══ DATA SHOWN

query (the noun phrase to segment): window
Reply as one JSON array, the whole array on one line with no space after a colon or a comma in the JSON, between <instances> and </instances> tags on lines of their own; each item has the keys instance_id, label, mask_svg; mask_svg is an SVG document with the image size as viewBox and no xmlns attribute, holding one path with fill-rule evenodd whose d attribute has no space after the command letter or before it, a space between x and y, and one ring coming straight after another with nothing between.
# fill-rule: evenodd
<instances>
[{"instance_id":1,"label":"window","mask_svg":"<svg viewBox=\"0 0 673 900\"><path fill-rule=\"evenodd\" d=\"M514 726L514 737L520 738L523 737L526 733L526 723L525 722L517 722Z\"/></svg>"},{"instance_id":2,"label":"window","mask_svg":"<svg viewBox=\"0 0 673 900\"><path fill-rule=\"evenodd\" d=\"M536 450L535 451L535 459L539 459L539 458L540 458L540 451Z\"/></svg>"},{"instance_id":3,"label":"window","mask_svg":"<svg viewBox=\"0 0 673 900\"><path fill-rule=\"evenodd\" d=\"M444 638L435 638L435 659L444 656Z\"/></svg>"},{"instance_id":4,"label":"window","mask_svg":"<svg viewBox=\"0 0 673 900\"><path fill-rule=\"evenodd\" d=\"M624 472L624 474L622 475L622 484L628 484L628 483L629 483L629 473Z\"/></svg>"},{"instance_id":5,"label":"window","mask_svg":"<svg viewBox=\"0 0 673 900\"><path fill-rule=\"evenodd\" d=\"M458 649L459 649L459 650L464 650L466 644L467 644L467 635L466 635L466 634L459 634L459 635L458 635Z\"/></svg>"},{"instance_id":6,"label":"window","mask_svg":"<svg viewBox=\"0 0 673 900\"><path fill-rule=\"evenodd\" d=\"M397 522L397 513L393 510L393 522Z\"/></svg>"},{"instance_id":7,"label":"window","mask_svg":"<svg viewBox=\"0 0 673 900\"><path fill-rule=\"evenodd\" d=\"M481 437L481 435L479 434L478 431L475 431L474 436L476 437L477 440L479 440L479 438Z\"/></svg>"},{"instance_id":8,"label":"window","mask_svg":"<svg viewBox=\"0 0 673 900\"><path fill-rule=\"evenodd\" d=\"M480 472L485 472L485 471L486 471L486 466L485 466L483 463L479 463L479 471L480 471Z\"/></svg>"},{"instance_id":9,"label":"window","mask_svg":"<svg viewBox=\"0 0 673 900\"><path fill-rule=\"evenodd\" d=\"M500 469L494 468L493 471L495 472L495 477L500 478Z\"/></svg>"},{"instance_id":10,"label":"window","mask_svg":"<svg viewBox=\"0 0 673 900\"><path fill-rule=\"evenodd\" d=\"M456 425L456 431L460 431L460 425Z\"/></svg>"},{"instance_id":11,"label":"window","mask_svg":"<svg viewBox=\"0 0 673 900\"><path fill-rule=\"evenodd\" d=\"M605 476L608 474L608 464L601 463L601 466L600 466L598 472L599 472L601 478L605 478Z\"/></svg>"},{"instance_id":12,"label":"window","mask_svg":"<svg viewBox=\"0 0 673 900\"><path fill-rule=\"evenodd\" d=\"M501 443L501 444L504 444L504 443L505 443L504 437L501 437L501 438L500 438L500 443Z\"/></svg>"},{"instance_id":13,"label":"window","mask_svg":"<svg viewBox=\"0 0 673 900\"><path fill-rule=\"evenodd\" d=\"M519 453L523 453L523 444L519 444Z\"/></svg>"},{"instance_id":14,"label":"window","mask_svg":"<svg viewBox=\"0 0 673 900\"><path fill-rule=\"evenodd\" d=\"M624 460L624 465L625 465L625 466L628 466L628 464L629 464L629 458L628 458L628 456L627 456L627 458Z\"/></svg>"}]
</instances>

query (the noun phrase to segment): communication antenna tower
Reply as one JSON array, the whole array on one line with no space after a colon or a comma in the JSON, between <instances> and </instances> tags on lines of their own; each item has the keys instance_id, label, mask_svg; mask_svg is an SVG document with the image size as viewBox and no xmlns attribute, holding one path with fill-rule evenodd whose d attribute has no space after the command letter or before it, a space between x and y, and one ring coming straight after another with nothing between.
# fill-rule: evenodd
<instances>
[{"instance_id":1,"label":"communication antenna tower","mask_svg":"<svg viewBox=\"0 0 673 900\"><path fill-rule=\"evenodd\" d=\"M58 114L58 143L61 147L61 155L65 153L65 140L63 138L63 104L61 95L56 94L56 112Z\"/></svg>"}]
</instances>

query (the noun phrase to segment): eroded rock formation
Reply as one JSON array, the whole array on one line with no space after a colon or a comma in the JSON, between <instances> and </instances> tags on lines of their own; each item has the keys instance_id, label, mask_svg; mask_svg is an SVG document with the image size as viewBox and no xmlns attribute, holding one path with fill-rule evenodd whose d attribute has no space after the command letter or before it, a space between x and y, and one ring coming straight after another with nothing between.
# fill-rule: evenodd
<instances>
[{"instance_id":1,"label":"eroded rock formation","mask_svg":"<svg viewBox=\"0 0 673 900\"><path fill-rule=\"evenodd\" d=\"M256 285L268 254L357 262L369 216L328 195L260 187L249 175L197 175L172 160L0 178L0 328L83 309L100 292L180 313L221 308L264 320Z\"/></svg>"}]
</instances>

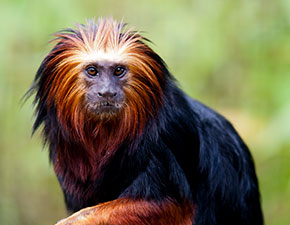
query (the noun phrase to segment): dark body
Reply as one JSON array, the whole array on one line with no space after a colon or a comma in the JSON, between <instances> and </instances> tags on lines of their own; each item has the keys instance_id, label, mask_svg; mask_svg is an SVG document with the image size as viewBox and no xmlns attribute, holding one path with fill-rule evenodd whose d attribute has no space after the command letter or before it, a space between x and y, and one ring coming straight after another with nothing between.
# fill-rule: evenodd
<instances>
[{"instance_id":1,"label":"dark body","mask_svg":"<svg viewBox=\"0 0 290 225\"><path fill-rule=\"evenodd\" d=\"M245 143L225 118L177 87L163 60L142 42L144 38L124 34L121 27L101 20L86 29L79 26L80 31L58 34L59 42L42 62L30 90L36 92L34 130L43 125L67 209L76 212L96 206L87 213L92 223L78 214L80 223L73 224L120 224L121 217L128 217L122 211L128 205L131 214L125 224L143 224L146 218L146 224L175 225L170 221L182 221L188 214L178 224L263 224L254 163ZM130 53L116 57L127 59L128 64L127 86L119 89L125 90L125 113L111 117L92 116L84 110L86 96L92 92L84 82L83 69L76 69L86 58L99 60L100 55L88 57L87 53L87 47L98 45L99 40L105 40L101 42L104 49L110 45L124 49L119 45L125 43ZM130 204L121 199L130 199ZM108 204L99 207L100 203ZM97 210L103 208L115 220L98 220ZM94 209L96 214L90 214ZM172 209L178 220L168 219ZM155 218L150 220L152 215ZM162 215L162 220L157 218ZM63 224L72 224L74 218Z\"/></svg>"},{"instance_id":2,"label":"dark body","mask_svg":"<svg viewBox=\"0 0 290 225\"><path fill-rule=\"evenodd\" d=\"M164 90L156 120L147 123L134 143L125 141L96 180L70 178L78 195L63 189L67 208L75 212L120 197L170 197L191 199L198 225L263 224L253 160L232 125L187 97L173 81L168 80ZM51 111L45 133L54 163L61 128ZM72 148L78 146L63 139ZM65 176L58 176L61 185Z\"/></svg>"}]
</instances>

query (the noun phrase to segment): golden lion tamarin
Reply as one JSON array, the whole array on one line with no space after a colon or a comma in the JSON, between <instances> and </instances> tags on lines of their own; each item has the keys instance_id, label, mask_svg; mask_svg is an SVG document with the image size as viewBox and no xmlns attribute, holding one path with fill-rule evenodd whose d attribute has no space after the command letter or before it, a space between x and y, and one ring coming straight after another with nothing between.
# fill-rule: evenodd
<instances>
[{"instance_id":1,"label":"golden lion tamarin","mask_svg":"<svg viewBox=\"0 0 290 225\"><path fill-rule=\"evenodd\" d=\"M65 196L58 224L261 225L248 148L113 19L56 34L30 93Z\"/></svg>"}]
</instances>

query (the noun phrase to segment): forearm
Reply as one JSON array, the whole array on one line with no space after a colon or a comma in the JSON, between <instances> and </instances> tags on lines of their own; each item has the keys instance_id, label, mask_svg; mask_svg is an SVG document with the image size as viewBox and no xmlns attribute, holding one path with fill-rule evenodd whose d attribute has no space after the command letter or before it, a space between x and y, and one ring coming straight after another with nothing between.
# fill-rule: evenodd
<instances>
[{"instance_id":1,"label":"forearm","mask_svg":"<svg viewBox=\"0 0 290 225\"><path fill-rule=\"evenodd\" d=\"M57 225L191 225L194 209L191 202L121 198L80 210Z\"/></svg>"}]
</instances>

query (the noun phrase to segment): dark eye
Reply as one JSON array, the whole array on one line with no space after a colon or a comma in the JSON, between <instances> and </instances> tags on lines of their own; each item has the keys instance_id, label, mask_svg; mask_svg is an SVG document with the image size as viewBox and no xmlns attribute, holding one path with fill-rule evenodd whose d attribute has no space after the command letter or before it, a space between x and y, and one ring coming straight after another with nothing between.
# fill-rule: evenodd
<instances>
[{"instance_id":1,"label":"dark eye","mask_svg":"<svg viewBox=\"0 0 290 225\"><path fill-rule=\"evenodd\" d=\"M126 69L123 66L117 66L115 71L114 71L114 75L121 77L126 73Z\"/></svg>"},{"instance_id":2,"label":"dark eye","mask_svg":"<svg viewBox=\"0 0 290 225\"><path fill-rule=\"evenodd\" d=\"M89 66L88 68L86 68L86 72L88 75L93 77L99 75L97 68L94 66Z\"/></svg>"}]
</instances>

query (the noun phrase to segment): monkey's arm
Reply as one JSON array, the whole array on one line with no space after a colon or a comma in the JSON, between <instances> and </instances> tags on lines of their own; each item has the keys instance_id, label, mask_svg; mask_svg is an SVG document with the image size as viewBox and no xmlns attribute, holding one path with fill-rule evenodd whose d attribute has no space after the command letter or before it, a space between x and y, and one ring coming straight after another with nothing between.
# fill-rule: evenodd
<instances>
[{"instance_id":1,"label":"monkey's arm","mask_svg":"<svg viewBox=\"0 0 290 225\"><path fill-rule=\"evenodd\" d=\"M57 225L190 225L193 206L170 199L146 201L120 198L94 207L82 209Z\"/></svg>"},{"instance_id":2,"label":"monkey's arm","mask_svg":"<svg viewBox=\"0 0 290 225\"><path fill-rule=\"evenodd\" d=\"M117 199L78 211L58 225L192 224L195 207L182 169L166 146L151 146L146 166Z\"/></svg>"}]
</instances>

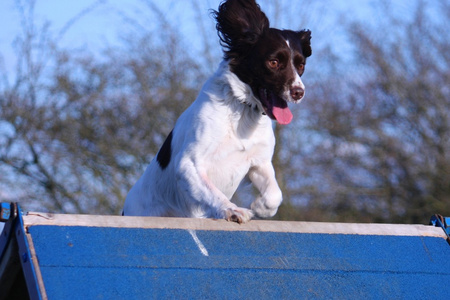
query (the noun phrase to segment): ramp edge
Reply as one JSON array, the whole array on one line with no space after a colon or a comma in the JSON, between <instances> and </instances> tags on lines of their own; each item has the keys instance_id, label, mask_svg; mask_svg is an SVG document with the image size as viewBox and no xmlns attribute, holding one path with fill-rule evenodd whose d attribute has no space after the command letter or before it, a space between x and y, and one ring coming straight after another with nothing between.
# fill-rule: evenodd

════

_TASK REQUIREMENTS_:
Go through the material and select each line with the string "query" in it.

_ANSWER BOX_:
query (the noun phrase to segment): window
query (the noun phrase to segment): communication antenna tower
query (the noun phrase to segment): eroded rock formation
query (the noun phrase to segment): dark body
query (the noun phrase to segment): golden lion tamarin
query (the noun phrase to segment): forearm
query (the noun phrase to segment): dark eye
query (the noun phrase to segment): monkey's arm
query (the noun phrase to segment): ramp edge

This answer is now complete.